• EXTRACTED MATERIAL:
** BEGIN **
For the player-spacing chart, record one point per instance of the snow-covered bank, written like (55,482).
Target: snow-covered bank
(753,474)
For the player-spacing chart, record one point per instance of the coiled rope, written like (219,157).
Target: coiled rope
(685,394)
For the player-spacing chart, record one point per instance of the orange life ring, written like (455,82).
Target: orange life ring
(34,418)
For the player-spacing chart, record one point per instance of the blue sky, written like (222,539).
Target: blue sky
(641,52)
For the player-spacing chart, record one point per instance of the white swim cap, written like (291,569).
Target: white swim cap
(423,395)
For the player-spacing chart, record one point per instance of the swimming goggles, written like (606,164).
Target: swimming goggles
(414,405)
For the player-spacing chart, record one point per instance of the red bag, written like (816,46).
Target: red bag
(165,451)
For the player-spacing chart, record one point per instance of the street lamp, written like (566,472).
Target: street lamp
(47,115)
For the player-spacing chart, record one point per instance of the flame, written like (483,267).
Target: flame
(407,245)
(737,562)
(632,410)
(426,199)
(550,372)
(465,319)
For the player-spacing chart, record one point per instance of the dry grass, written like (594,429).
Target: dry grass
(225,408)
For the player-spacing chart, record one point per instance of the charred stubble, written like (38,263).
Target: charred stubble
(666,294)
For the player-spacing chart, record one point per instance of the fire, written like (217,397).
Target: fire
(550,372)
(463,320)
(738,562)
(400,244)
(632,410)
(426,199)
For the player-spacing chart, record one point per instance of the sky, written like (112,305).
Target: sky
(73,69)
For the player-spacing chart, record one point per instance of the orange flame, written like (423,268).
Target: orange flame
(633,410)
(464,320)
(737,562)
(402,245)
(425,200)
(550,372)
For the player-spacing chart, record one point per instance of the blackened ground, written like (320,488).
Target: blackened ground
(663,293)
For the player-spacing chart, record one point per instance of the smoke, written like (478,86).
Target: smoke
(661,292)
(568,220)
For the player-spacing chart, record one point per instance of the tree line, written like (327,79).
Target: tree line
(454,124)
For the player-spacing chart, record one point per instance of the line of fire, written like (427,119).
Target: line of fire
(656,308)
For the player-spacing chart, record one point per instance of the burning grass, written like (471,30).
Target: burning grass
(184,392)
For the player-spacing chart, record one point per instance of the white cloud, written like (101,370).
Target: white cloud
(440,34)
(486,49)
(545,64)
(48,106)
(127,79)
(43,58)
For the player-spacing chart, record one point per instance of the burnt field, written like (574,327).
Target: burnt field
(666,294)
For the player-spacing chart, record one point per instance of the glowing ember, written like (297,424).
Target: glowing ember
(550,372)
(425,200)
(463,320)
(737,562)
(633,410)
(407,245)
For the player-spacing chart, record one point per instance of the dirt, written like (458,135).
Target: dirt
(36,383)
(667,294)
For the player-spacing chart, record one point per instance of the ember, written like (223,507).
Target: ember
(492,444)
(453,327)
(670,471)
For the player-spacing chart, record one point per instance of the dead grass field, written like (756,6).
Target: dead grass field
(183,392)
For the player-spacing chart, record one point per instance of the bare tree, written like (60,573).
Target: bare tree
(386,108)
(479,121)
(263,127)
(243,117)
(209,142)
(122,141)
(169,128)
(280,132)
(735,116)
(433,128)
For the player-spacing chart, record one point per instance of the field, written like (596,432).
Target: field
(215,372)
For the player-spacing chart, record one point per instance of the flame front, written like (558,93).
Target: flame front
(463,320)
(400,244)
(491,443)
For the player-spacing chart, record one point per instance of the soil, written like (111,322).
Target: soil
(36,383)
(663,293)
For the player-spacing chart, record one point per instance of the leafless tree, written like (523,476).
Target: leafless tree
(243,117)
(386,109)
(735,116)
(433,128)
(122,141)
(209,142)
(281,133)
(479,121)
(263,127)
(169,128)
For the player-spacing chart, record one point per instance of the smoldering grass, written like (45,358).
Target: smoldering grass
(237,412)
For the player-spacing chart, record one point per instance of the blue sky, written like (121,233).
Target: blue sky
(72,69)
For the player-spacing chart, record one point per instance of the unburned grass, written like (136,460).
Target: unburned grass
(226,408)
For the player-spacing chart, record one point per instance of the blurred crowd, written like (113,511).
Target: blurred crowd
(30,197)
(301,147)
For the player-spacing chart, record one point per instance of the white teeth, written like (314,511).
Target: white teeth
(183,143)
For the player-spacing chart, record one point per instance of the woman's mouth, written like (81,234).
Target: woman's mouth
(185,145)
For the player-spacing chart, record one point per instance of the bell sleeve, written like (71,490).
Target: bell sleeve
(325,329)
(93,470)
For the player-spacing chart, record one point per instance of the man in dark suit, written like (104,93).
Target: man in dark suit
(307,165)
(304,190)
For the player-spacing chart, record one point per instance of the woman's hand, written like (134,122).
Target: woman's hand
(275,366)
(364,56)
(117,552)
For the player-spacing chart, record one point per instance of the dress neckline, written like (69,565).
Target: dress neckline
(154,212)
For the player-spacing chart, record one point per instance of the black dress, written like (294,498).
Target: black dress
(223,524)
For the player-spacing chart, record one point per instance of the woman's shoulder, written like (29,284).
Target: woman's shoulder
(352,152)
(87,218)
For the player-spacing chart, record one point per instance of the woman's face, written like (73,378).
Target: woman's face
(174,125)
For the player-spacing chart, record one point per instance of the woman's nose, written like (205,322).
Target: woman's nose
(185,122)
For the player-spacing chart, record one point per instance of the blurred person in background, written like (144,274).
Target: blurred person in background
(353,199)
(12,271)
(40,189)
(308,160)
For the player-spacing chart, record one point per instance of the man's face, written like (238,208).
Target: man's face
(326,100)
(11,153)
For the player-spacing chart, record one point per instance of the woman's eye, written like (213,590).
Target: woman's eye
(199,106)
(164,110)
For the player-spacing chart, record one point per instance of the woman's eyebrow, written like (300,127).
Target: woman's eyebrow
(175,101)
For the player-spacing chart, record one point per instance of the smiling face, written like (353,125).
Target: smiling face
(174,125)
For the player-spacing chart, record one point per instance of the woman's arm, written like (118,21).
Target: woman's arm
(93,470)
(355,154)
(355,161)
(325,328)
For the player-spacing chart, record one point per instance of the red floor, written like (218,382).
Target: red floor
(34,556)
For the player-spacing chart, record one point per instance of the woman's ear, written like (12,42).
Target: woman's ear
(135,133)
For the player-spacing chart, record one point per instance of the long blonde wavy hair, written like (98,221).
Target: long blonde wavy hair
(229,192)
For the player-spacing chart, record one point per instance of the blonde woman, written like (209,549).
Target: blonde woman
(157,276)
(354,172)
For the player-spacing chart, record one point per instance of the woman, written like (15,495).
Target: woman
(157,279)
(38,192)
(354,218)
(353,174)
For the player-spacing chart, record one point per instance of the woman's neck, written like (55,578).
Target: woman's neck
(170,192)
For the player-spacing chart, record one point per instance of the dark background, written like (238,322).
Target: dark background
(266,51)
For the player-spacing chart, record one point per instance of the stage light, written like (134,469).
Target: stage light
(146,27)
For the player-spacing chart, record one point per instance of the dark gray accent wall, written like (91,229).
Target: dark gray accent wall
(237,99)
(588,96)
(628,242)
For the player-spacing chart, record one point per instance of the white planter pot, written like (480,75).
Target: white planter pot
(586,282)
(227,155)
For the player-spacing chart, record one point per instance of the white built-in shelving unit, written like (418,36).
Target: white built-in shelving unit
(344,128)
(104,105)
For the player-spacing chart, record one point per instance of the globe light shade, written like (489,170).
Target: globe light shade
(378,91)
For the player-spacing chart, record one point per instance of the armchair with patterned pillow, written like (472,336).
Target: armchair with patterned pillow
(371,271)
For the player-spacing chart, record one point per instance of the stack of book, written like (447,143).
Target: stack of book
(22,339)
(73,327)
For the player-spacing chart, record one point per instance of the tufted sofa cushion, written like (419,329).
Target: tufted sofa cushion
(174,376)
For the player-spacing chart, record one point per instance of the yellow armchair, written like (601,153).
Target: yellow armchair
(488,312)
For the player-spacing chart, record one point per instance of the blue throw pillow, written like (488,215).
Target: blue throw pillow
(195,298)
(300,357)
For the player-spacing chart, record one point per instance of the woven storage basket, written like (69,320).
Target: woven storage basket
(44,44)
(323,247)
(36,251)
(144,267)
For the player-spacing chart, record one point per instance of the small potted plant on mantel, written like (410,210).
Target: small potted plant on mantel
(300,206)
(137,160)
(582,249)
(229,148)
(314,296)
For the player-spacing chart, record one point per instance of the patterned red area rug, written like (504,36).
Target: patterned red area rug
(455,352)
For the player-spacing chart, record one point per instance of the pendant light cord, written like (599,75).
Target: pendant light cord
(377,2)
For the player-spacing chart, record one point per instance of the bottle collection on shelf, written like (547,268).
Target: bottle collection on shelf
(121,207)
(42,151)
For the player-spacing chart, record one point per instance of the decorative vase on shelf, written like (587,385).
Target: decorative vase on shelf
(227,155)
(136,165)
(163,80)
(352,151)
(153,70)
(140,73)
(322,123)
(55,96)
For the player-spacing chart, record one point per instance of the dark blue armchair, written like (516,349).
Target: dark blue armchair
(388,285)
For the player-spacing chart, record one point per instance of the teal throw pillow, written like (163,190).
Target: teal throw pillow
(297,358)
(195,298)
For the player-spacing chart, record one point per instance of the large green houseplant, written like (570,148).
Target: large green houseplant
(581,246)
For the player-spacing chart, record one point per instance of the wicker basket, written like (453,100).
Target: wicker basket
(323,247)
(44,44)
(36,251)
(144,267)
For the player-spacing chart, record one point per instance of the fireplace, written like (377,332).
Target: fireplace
** END **
• TASK DIRECTIONS: Set down nothing but the lines from the one with "written like (488,215)." through the end of the records, keeping each line exactly as written and including both ends.

• TASK RESPONSE:
For the player-spacing chart, record one point per instance of the blue throw pillow, written like (488,215).
Target: blue throw pillow
(195,298)
(300,357)
For the player-spacing chart, record one point per instance of the woven storage basket, written like (69,320).
Target: woven storage basket
(44,44)
(323,247)
(36,251)
(144,267)
For the player-spacing chart, record one point per instance of the small potted plant on mantel, written like (410,210).
Target: small potted plant on mantel
(300,206)
(137,160)
(582,249)
(229,148)
(314,296)
For the player-spacing chart, record one point per instance of the patterned red area rug, written like (504,36).
Target: patterned red area rug
(455,352)
For the player-spacing chart, record one point per instance of the pendant light cord, written like (599,75).
Target: pendant light cord
(377,2)
For the player-spacing chart, record one point per instance of the bottle collection on shelf, written like (547,268).
Target: bottle collection on shelf
(121,207)
(42,151)
For the player-spacing chart, record one point per instance of the decorative vase on shelf, written like (587,385).
Target: decorative vase on shelf
(227,155)
(136,165)
(163,80)
(352,151)
(153,70)
(140,73)
(322,123)
(55,96)
For the player-spacing chart, record one point per instance of the dark blue armchair, written like (516,349).
Target: dark blue armchair
(388,285)
For the player-spacing chart, record one point per instance of the teal throw pillow, written like (163,190).
Target: teal throw pillow
(297,358)
(195,298)
For the player-spacing chart, record one point per instance of the large green houseplant, written like (570,148).
Target: large green houseplant
(581,246)
For the player-spacing chart, record one point per instance of the wicker basket, written like (453,100).
Target: wicker basket
(323,247)
(44,44)
(36,251)
(144,267)
For the player-spacing chart, record one point per instance of the fireplace, written like (377,332).
Target: fireplace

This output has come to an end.